Goal of the exercise: Print exactly the lines below between the line holding "[spot] the wall" and the line holding "[spot] the yellow", inclusive, and nothing more.

==============================

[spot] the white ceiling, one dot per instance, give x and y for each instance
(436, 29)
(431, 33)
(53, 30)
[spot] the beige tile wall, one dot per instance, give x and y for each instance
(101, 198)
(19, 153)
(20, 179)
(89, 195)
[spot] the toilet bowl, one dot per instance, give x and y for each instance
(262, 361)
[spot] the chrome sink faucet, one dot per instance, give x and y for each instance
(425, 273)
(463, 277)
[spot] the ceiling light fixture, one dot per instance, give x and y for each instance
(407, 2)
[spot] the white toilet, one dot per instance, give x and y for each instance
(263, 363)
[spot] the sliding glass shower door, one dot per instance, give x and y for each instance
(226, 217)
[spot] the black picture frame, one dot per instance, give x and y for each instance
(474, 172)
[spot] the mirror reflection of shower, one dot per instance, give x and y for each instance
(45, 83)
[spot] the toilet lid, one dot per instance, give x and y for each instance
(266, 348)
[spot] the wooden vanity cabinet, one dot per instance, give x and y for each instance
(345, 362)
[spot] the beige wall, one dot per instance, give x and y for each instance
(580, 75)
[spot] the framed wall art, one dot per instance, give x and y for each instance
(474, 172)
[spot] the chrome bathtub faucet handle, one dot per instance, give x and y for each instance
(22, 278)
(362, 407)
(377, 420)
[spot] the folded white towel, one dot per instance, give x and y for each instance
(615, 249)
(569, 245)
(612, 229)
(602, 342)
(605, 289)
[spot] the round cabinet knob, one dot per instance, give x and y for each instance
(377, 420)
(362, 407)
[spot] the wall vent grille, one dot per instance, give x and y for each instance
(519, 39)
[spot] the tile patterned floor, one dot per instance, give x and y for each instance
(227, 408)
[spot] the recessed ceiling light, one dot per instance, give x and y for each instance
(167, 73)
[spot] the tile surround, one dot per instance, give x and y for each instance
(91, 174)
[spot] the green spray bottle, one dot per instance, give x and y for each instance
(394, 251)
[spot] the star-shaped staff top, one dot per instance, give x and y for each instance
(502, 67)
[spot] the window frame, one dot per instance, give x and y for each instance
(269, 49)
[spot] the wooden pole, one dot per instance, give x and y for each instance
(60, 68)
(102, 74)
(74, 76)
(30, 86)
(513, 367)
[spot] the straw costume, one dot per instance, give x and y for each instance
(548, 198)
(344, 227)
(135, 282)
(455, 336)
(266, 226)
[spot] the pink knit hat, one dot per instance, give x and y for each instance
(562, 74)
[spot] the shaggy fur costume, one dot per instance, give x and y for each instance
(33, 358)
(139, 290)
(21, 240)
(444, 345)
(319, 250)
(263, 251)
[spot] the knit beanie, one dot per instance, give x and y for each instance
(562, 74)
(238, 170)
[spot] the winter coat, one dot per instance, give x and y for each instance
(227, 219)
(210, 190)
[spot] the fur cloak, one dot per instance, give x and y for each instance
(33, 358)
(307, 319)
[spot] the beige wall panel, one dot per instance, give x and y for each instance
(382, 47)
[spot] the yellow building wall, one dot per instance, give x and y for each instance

==============================

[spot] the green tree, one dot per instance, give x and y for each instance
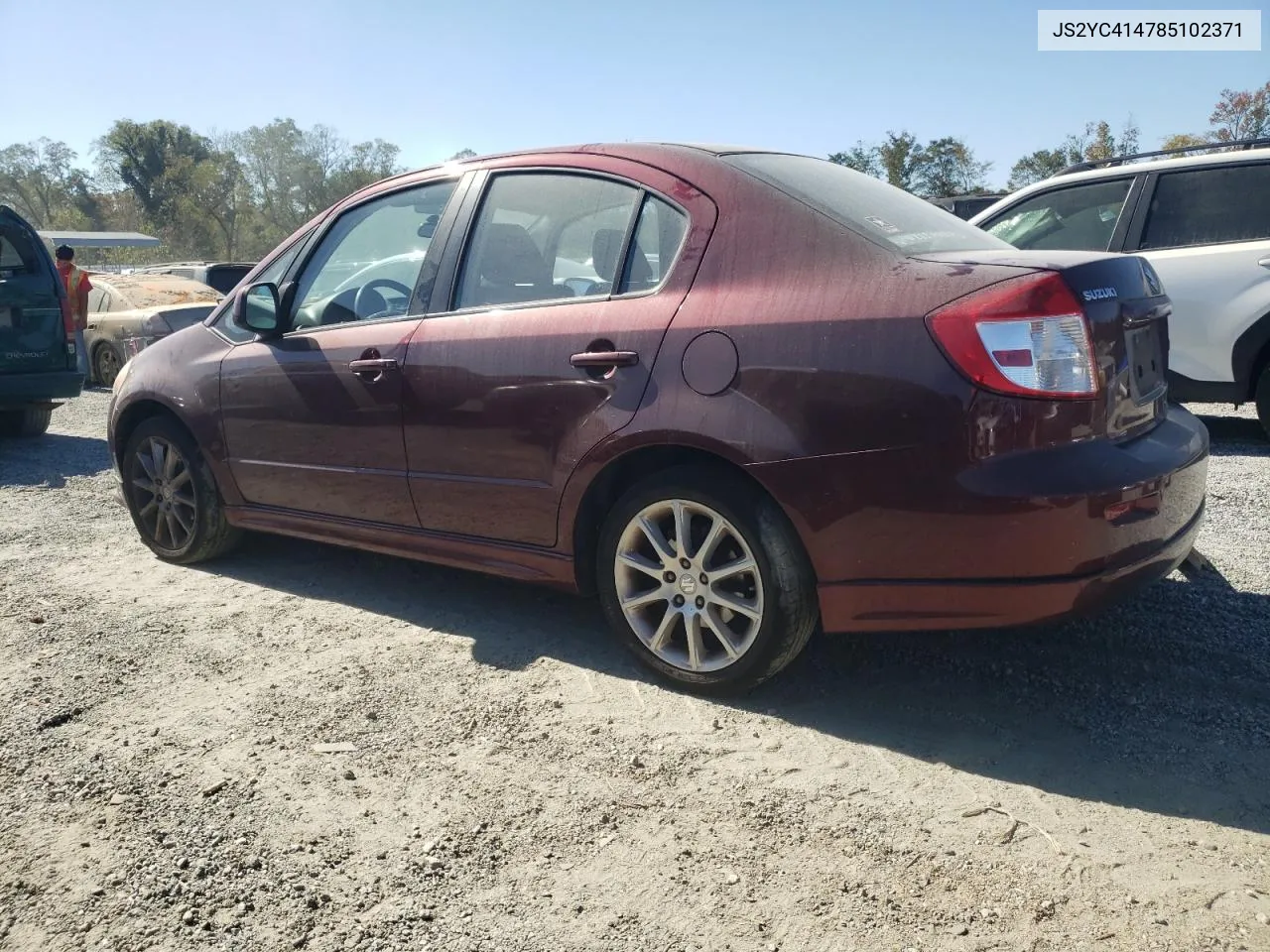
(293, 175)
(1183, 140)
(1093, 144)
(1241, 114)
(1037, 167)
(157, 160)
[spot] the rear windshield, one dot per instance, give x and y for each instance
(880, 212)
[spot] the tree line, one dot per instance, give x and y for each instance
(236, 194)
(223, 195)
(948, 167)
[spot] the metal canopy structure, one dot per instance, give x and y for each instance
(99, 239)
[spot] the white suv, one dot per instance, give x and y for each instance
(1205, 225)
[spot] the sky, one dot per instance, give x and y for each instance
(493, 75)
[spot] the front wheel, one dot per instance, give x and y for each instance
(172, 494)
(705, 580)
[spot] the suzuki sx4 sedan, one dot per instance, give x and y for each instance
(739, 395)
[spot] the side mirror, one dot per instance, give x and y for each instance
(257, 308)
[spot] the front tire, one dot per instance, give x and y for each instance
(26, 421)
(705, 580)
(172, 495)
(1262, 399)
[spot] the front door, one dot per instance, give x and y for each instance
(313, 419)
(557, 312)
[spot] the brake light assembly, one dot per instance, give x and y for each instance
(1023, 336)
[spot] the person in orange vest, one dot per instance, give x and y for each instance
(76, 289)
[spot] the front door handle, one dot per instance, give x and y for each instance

==============================

Solution to this exercise:
[spot] the wall vent grille, one dot per instance, give x and y for each instance
(519, 39)
[spot] the tile patterned floor, one dot per instance, give x and y for each instance
(227, 408)
[spot] the recessed ceiling light, one dot per instance, give x and y for each instance
(167, 73)
[spot] the tile surround, one dot per instance, give x and y for each instance
(91, 174)
[spot] the green spray bottle, one dot per instance, give x and y for each instance
(394, 251)
[spot] the star-shaped staff top, one dot per instance, give x and y for each instance
(502, 67)
[spot] the window frame, one dot per instance, give x and y for each instance
(269, 49)
[spot] the wooden pole, one dot per instance, give x and y for each instance
(60, 68)
(102, 74)
(74, 76)
(30, 86)
(513, 367)
[spot] the straw costume, one dot per instance, give x and y for each instance
(548, 198)
(344, 227)
(135, 282)
(455, 336)
(266, 226)
[spot] the pink knit hat, one dot per instance, give x and y for each instance
(562, 74)
[spot] the shaggy fur costume, one dot per instance, give x and y for each instance
(33, 358)
(139, 290)
(21, 240)
(444, 345)
(319, 250)
(263, 251)
[spot] the knit beanie, one dot per instance, give x and y for each instance
(562, 74)
(238, 170)
[spot] the winter coat, one dot per instance, give x and y for each instance
(227, 219)
(210, 190)
[spot] the fur cloak, one dot per instance, give x and y for each instance
(33, 358)
(307, 319)
[spot] the beige wall panel, one dot per instance, give x and y for each instance
(382, 47)
[spot] the yellow building wall, one dot per instance, give x and y for each instance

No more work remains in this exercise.